Can you lay out every line below as a JSON list of strings, one string per line, skipping blank lines and leaving the pictures out?
++++ RECORDS TO PROCESS
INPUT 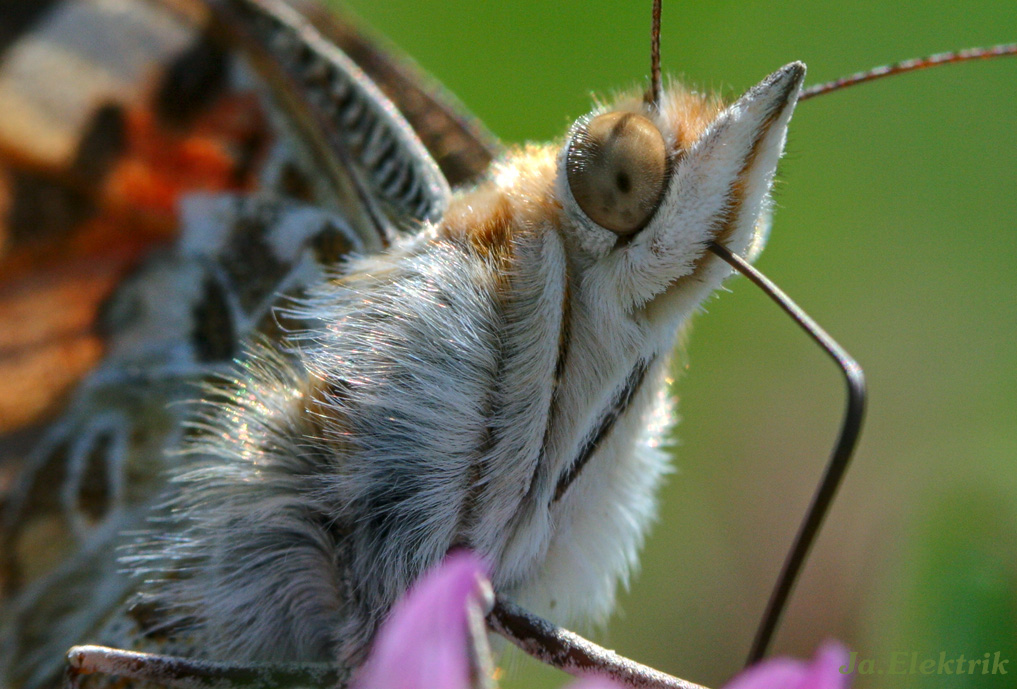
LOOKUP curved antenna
[708,242,865,665]
[643,0,661,110]
[798,43,1017,102]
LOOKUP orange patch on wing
[0,261,122,433]
[101,95,267,221]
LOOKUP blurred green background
[337,0,1017,688]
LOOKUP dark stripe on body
[552,361,652,502]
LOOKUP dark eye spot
[614,170,633,193]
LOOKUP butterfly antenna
[709,242,865,665]
[798,43,1017,101]
[643,0,661,110]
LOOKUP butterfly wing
[0,0,493,686]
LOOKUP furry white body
[147,64,804,665]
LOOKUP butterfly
[0,1,1012,687]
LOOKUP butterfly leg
[487,598,704,689]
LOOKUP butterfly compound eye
[565,112,667,235]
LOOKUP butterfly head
[554,62,805,329]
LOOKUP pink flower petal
[724,642,850,689]
[353,553,487,689]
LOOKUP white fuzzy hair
[135,65,803,666]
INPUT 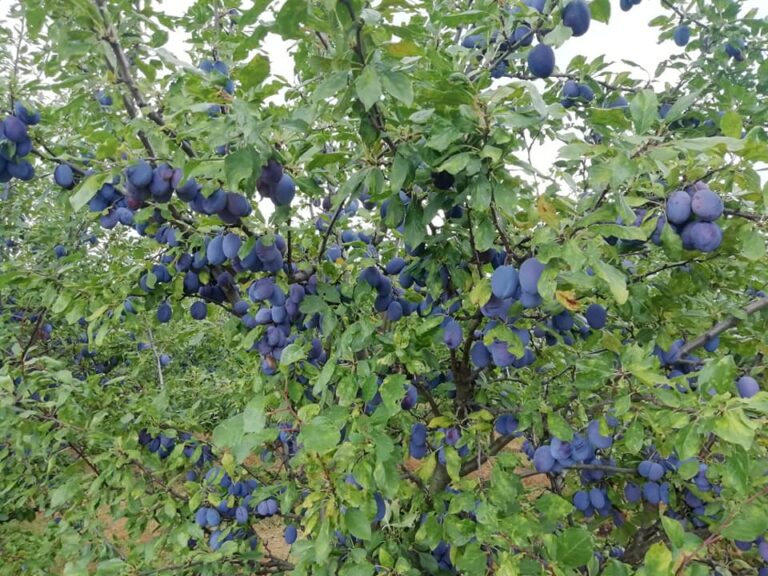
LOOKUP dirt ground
[21,434,548,574]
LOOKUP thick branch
[317,198,347,264]
[96,0,195,158]
[459,436,515,476]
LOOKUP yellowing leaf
[555,290,581,311]
[536,196,560,228]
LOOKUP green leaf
[589,0,611,24]
[390,151,411,192]
[224,146,261,188]
[698,355,737,393]
[243,396,267,434]
[213,414,245,448]
[438,152,472,174]
[712,408,755,450]
[629,90,659,134]
[299,416,341,454]
[740,229,765,262]
[593,261,629,305]
[547,413,573,442]
[720,110,744,138]
[237,54,269,90]
[723,446,751,496]
[555,528,592,568]
[661,514,685,548]
[355,65,381,110]
[69,172,112,212]
[344,508,371,540]
[664,90,701,124]
[722,503,768,542]
[275,0,309,38]
[643,542,672,576]
[280,342,307,366]
[381,70,413,106]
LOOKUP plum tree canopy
[0,0,768,576]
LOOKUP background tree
[0,0,768,575]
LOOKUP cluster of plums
[138,429,298,551]
[256,159,296,206]
[462,0,592,78]
[654,182,724,252]
[0,101,40,183]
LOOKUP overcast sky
[0,0,768,184]
[154,0,768,182]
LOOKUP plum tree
[0,0,768,576]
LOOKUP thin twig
[678,297,768,358]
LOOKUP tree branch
[678,297,768,358]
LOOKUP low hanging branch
[679,297,768,358]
++++++++
## WRITTEN ANSWER
[
  "INPUT ",
  "LOOKUP curved antenna",
  "[708,242,865,665]",
  "[643,0,661,110]",
  "[798,43,1017,102]",
  "LOOKUP orange patch on wing",
  "[0,261,122,433]",
  "[101,95,267,221]",
  "LOOKUP blurred green background",
  "[337,0,1017,688]",
  "LOOKUP dark stripe on body",
  "[552,361,652,502]",
  "LOOKUP dark eye spot",
  "[614,170,633,193]",
  "LOOKUP butterfly antenna",
  "[709,242,865,665]",
  "[798,43,1017,101]",
  "[643,0,661,110]",
  "LOOKUP butterfly wing",
  "[0,0,493,686]",
  "LOOKUP furry white body",
  "[147,64,804,665]",
  "LOOKUP butterfly",
  "[0,1,1012,687]",
  "LOOKUP butterfly leg",
  "[487,598,704,689]",
  "LOOKUP butterfly compound eye",
  "[565,112,667,235]",
  "LOOKUP butterfly head",
  "[554,62,805,329]",
  "LOOKUP pink flower petal",
  "[724,642,850,689]",
  "[353,553,487,689]",
  "LOOKUP white fuzzy hair",
  "[135,65,803,666]",
  "INPUT ",
  "LOOKUP dirt ground",
  "[21,434,548,574]",
  "LOOKUP thick branch",
  "[317,198,347,264]",
  "[96,0,195,158]",
  "[459,436,515,476]",
  "LOOKUP yellowing leaf",
  "[555,290,581,311]",
  "[536,196,560,228]",
  "LOOKUP green leaf",
  "[589,0,611,24]",
  "[390,151,411,192]",
  "[224,146,261,188]",
  "[698,355,737,393]",
  "[243,396,267,434]",
  "[213,414,245,448]",
  "[438,152,472,174]",
  "[712,408,755,450]",
  "[629,90,659,134]",
  "[299,416,341,454]",
  "[740,229,765,262]",
  "[593,261,629,305]",
  "[547,413,573,442]",
  "[720,110,744,138]",
  "[237,54,269,90]",
  "[723,446,751,496]",
  "[555,528,592,568]",
  "[661,514,685,548]",
  "[355,65,381,110]",
  "[69,172,112,212]",
  "[344,508,371,540]",
  "[664,90,701,124]",
  "[722,503,768,542]",
  "[275,0,309,38]",
  "[643,542,672,576]",
  "[280,342,307,366]",
  "[381,70,413,106]",
  "LOOKUP plum tree canopy",
  "[0,0,768,576]",
  "LOOKUP background tree",
  "[0,0,768,575]",
  "LOOKUP cluster of plums",
  "[138,429,298,551]",
  "[256,159,296,206]",
  "[462,0,592,78]",
  "[654,182,724,252]",
  "[0,101,40,183]",
  "LOOKUP overcast sky",
  "[0,0,768,184]",
  "[154,0,768,182]",
  "LOOKUP plum tree",
  "[0,0,768,576]",
  "LOOKUP thin twig",
  "[678,297,768,358]",
  "LOOKUP tree branch",
  "[678,297,768,358]",
  "LOOKUP low hanging branch",
  "[679,297,768,358]"
]